» **What is needed**
From the fishing forum thread below, return word for word the passage that opens with the words containing "## METTLEFISH" and closes with "the drag properly....".

» **Document passage**
* * * * * * * * *
Adjust your drag properly.


----------



## Downriver Tackle

METTLEFISH said:


> Adjust your drag properly.



Nothing to do with drag. Was close to getting spooled and started to thumb the reel to try to turn it around. Made a real strong dash just as I thumbed it and SNAP, fish gone. Broke 30# like it was sewing thread.


----------



## jacks300ultra

Fishndude said:


> Yep, med-fast action rods for both Salmon and Steelhead. I didn't say anything about 15# - 20# line for Steelhead, though; if you actually read what I wrote. I typically use either 8# or 10# mainline when fishing for Steelhead. Some people like to see how long they can play with a fish. I like to see what kind of fight they have.


Not trying to stir the pot any more, but I DID read your post and there was nothing in it about 8-10# mainline for stealhead. Just 15-20# weed Wacker line.


----------



## Fishndude

jacks300ultra said:


> Not trying to stir the pot any more, but I DID read your post and there was nothing in it about 8-10# mainline for stealhead. Just 15-20# weed Wacker line.


Right. I was writing about fighting Kings. Here is the quote. Quit trying to stir the pot. Sorry if you are one of the guys who thinks it is cool to fight Kings on Bluegill tackle. 



> Fighting a King on 15# - 20# line lets you go toe-to-toe with the fish, and you can see what kind of fight they are capable of.


----------



## jacks300ultra

Fishndude said:


> Right. I was writing about fighting Kings. Here is the quote. Quit trying to stir the pot. Sorry if you are one of the guys who thinks it is cool to fight Kings on Bluegill tackle.


It's not that I think it's "cool" I just get irritated when guys say you have to use that heavy of line, because you dont. And as for stealhead, I run that light of line because steelhead tend to be line shy in super clear water. So that 4lb. Test helps me to get a few more hook ups then alot of guys that don't like running that light of line.


----------



## METTLEFISH

Downriver Tackle said:


> Nothing to do with drag. Was close to getting spooled and started to thumb the reel to try to turn it around. Made a real strong dash just as I thumbed it and SNAP, fish gone. Broke 30# like it was sewing thread.


Yea that happens with braid. People dont change it out often, because of its expense. Nicks, rubs, week spots in general. Then SNAP. If your using thumb for drag..... and it snapped the cable... you should of adjusted the drag properly....
* * * * * * * * *
(Image point grounding data)

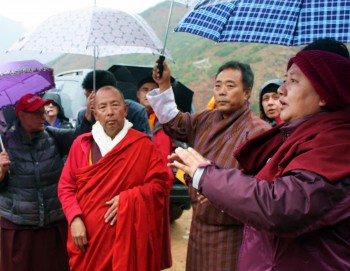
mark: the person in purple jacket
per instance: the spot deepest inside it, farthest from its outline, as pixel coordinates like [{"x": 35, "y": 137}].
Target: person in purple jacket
[{"x": 293, "y": 191}]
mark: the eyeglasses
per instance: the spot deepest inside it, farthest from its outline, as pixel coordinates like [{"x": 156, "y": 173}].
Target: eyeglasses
[{"x": 36, "y": 113}]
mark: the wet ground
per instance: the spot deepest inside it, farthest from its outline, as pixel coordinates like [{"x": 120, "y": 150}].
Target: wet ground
[{"x": 179, "y": 231}]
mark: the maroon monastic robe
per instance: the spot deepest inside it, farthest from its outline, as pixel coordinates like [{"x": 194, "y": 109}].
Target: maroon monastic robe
[{"x": 133, "y": 170}]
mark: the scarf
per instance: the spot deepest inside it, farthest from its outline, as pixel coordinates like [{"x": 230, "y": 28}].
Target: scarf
[{"x": 103, "y": 141}]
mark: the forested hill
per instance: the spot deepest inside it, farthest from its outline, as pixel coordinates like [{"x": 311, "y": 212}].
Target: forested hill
[{"x": 196, "y": 59}]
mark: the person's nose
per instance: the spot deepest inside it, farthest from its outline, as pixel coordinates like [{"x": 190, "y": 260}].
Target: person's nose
[
  {"x": 109, "y": 110},
  {"x": 282, "y": 91},
  {"x": 223, "y": 90}
]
* * * * * * * * *
» **Solution to the exercise**
## METTLEFISH

Downriver Tackle said:


> Nothing to do with drag. Was close to getting spooled and started to thumb the reel to try to turn it around. Made a real strong dash just as I thumbed it and SNAP, fish gone. Broke 30# like it was sewing thread.


Yea that happens with braid. People dont change it out often, because of its expense. Nicks, rubs, week spots in general. Then SNAP. If your using thumb for drag..... and it snapped the cable... you should of adjusted the drag properly....